** start of Records supplied **

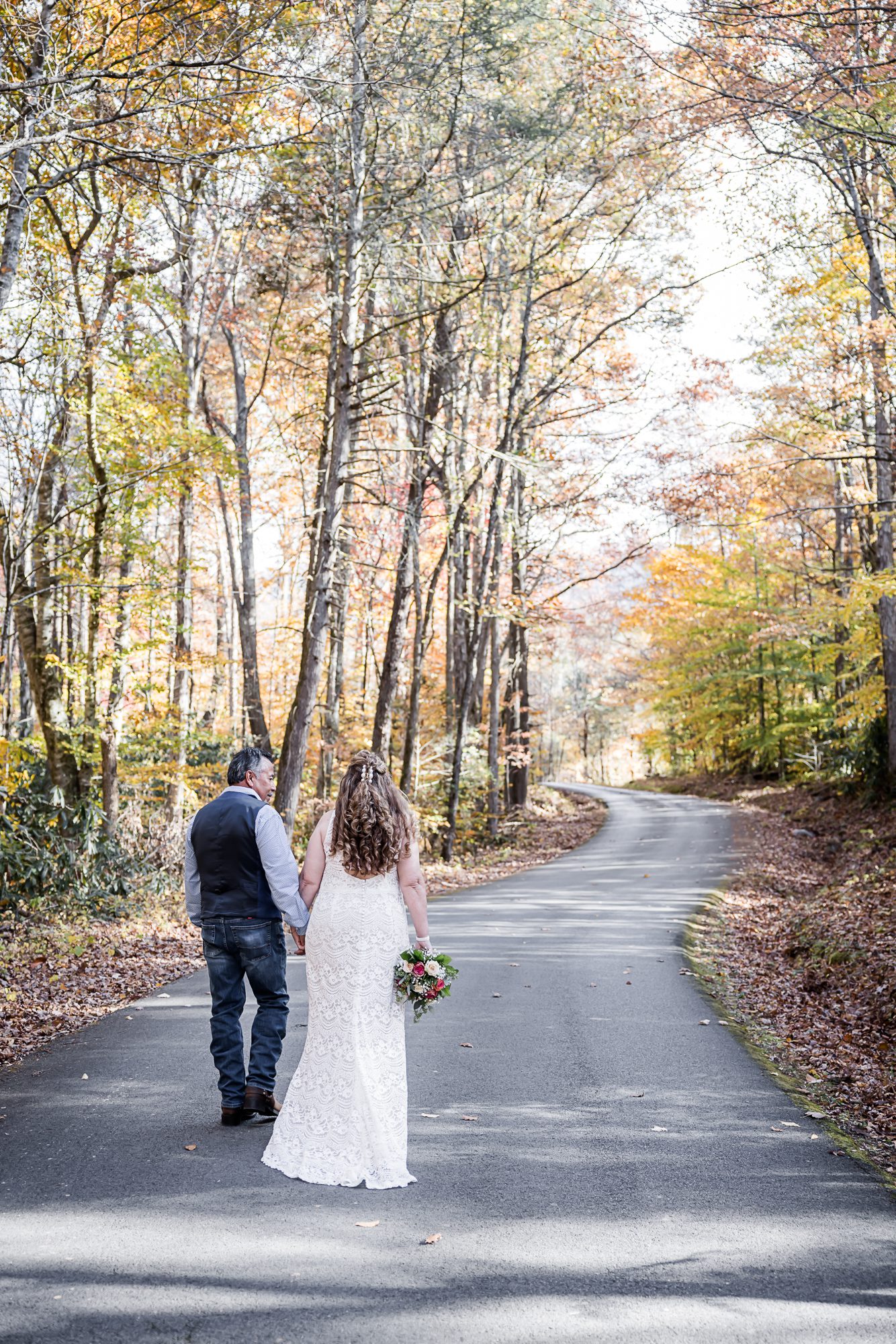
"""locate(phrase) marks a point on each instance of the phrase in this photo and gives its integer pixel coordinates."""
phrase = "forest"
(330, 417)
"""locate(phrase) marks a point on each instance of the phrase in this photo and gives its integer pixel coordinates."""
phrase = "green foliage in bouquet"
(418, 983)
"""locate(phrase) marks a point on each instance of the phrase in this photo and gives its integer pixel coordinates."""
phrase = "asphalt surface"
(623, 1181)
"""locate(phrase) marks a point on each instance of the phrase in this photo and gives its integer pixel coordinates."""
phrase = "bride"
(345, 1119)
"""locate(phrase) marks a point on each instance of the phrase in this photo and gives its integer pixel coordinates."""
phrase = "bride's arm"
(315, 862)
(413, 885)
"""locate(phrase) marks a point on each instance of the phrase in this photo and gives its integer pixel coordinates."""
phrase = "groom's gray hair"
(247, 760)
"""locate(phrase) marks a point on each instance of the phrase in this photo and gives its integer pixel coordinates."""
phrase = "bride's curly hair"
(374, 826)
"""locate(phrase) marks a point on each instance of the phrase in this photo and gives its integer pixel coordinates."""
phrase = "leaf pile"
(803, 948)
(56, 979)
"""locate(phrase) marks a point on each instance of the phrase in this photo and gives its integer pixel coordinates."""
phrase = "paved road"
(623, 1182)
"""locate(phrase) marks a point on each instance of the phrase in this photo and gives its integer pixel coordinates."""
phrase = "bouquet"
(424, 978)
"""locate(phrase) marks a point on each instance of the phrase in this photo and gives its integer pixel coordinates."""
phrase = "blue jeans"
(237, 950)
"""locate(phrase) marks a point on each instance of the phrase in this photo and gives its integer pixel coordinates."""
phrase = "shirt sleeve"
(193, 890)
(280, 868)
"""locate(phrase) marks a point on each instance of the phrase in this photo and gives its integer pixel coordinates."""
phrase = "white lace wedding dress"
(345, 1119)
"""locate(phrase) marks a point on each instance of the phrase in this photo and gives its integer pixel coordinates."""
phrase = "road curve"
(623, 1182)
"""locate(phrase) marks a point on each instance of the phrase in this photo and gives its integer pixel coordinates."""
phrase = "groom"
(242, 884)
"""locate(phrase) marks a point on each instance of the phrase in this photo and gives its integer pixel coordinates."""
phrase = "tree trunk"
(95, 592)
(245, 592)
(422, 628)
(220, 675)
(409, 554)
(335, 669)
(469, 673)
(517, 712)
(320, 579)
(18, 205)
(119, 681)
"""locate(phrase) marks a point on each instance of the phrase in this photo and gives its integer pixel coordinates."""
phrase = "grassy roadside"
(57, 978)
(800, 954)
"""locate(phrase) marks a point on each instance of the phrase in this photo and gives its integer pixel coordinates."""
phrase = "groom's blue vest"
(232, 876)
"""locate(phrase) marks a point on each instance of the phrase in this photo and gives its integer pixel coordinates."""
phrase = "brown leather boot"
(233, 1115)
(260, 1103)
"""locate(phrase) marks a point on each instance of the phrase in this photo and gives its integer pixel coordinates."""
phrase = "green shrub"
(54, 859)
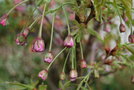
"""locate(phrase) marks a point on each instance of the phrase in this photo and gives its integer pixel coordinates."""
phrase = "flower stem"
(66, 20)
(55, 58)
(40, 31)
(81, 50)
(52, 31)
(16, 6)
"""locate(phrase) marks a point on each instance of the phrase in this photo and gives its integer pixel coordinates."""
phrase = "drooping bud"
(132, 79)
(131, 38)
(69, 42)
(48, 57)
(38, 45)
(43, 74)
(3, 20)
(62, 76)
(21, 39)
(107, 28)
(26, 32)
(122, 28)
(108, 62)
(83, 64)
(73, 75)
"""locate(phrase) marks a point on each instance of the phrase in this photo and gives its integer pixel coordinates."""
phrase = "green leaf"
(96, 34)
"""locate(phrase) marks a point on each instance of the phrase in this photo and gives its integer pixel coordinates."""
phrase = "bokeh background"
(20, 64)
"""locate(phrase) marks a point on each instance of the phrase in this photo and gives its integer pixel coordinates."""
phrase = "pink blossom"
(73, 75)
(131, 38)
(20, 8)
(72, 16)
(69, 42)
(83, 64)
(43, 74)
(107, 28)
(122, 28)
(59, 25)
(38, 45)
(48, 57)
(3, 20)
(21, 39)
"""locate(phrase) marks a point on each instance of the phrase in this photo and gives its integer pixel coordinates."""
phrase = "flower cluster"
(73, 38)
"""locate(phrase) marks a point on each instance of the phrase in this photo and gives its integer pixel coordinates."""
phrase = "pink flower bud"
(26, 32)
(48, 57)
(131, 38)
(43, 74)
(38, 45)
(69, 42)
(62, 76)
(73, 75)
(107, 28)
(122, 28)
(83, 64)
(72, 16)
(21, 39)
(3, 20)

** end of Records supplied **

§ Job
Transcribe the material exactly, and leave out whatever pictures it holds.

§ Output below
"""locate(phrase) marks a point on each instance of the phrase in this photo and gives its integer pixel coordinates."""
phrase = "forest"
(330, 417)
"""locate(phrase) marks a point on each instance of the phrase in this photo and gives its integer pixel coordinates."""
phrase = "green foliage in bouquet"
(418, 983)
"""locate(phrase) marks a point on each instance of the phrase in this photo and gives its integer pixel coordinates."""
phrase = "asphalt surface"
(623, 1181)
"""locate(phrase) marks a point on each instance of the phrase in this photo and gives its integer pixel coordinates."""
phrase = "bride"
(345, 1119)
"""locate(phrase) marks a point on each instance of the phrase in this photo and gives its integer pixel coordinates."""
phrase = "bride's arm"
(315, 862)
(413, 885)
"""locate(phrase) marks a point on each instance of the phrase in this photo and gives its integer pixel coordinates."""
phrase = "groom's gray hair"
(247, 760)
"""locate(phrase) marks a point on each instance of the phrase in this photo and gives its integer pixel coordinates."""
phrase = "bride's curly hair"
(374, 826)
"""locate(phrase) marks a point on each instance of the phrase in this photo and gives its integer pixel coordinates."""
phrase = "leaf pile"
(803, 948)
(56, 979)
"""locate(phrase) marks a point on each instance of the phrase in this photo and gives its integer pixel coordinates."""
phrase = "paved road"
(623, 1182)
"""locate(phrase) marks a point on each instance of the phrase in this photo and gives its integer pixel coordinates."""
phrase = "bouquet"
(424, 978)
"""locate(phrase) marks a point on each instance of the phrase in this photo and gives its integer pixel coordinates."""
phrase = "blue jeans"
(237, 950)
"""locate(phrase) marks a point on each instance of the phrase in this photo and gives its integer pixel coordinates."""
phrase = "shirt sleeve"
(193, 890)
(280, 868)
"""locate(phrase) marks a point on each instance of the phrase in this photo and gives its integer pixel coordinates."""
phrase = "white lace wedding dress"
(345, 1119)
"""locate(phrase) marks a point on each instance of the phrase in this photo and gives its integer pixel coordinates."""
phrase = "road curve"
(623, 1182)
"""locate(phrase) marks a point on each instance of the phrase in this photo and gives its integer pixel coordinates."""
phrase = "groom"
(242, 884)
"""locate(phrase) marks a point on each instance of the phrase in this photo and gives its integer pixel coordinates."""
phrase = "tree trunk"
(95, 592)
(245, 592)
(422, 628)
(220, 675)
(409, 554)
(335, 669)
(469, 673)
(517, 712)
(320, 579)
(18, 205)
(119, 681)
"""locate(phrase) marks a point on each instance of the phrase in this photo and gives its integer pixel coordinates."""
phrase = "grassy roadside"
(57, 978)
(800, 954)
"""locate(phrase) marks a point on each instance of the phrase in this photo and gives its integer pixel coordinates."""
phrase = "groom's blue vest"
(232, 876)
"""locate(phrase) marks a point on each instance of the phrase in this photo and gives its integer pixel coordinates."""
phrase = "brown leather boot"
(233, 1115)
(260, 1103)
"""locate(phrase) marks a point on each instance of the phrase in this photo and gives its integer pixel coordinates."""
phrase = "green shrub"
(54, 859)
"""locate(phrase) marks a point on each instance of the phrase in this photo and gives its integer pixel coordinates."""
phrase = "flower stem"
(66, 20)
(55, 58)
(40, 31)
(81, 50)
(52, 31)
(16, 6)
"""locate(phrase) marks a point on each instance of the phrase in this photo and gives its integer pixel coordinates."""
phrase = "drooping bud"
(132, 79)
(131, 38)
(69, 42)
(48, 57)
(38, 45)
(43, 74)
(3, 20)
(62, 76)
(21, 39)
(107, 28)
(26, 32)
(122, 28)
(108, 62)
(83, 64)
(73, 75)
"""locate(phrase) marks a point on each instance of the phrase in this photo and gives its integer pixel coordinates."""
phrase = "green leaf"
(96, 34)
"""locate(phrase) marks a point on each instance of the phrase in this photo and gives its integer pixel coordinates."""
phrase = "bokeh background"
(20, 64)
"""locate(phrase) marks a point on each instance of the phrase in this photo and gives its integer pixel coordinates."""
phrase = "pink blossom"
(73, 75)
(131, 38)
(20, 8)
(72, 16)
(69, 42)
(83, 64)
(43, 74)
(107, 28)
(122, 28)
(59, 25)
(38, 45)
(48, 57)
(3, 20)
(21, 39)
"""locate(phrase) marks a point on each instance of the phrase in this photo and gives its integer pixel coordinates."""
phrase = "flower cluster"
(73, 38)
"""locate(phrase) marks a point on each instance of the phrase in this photo and gives its integer pixel coordinates."""
phrase = "pink flower bud"
(26, 32)
(48, 57)
(131, 38)
(43, 74)
(38, 45)
(69, 42)
(62, 76)
(73, 75)
(107, 28)
(122, 28)
(83, 64)
(72, 16)
(21, 39)
(3, 20)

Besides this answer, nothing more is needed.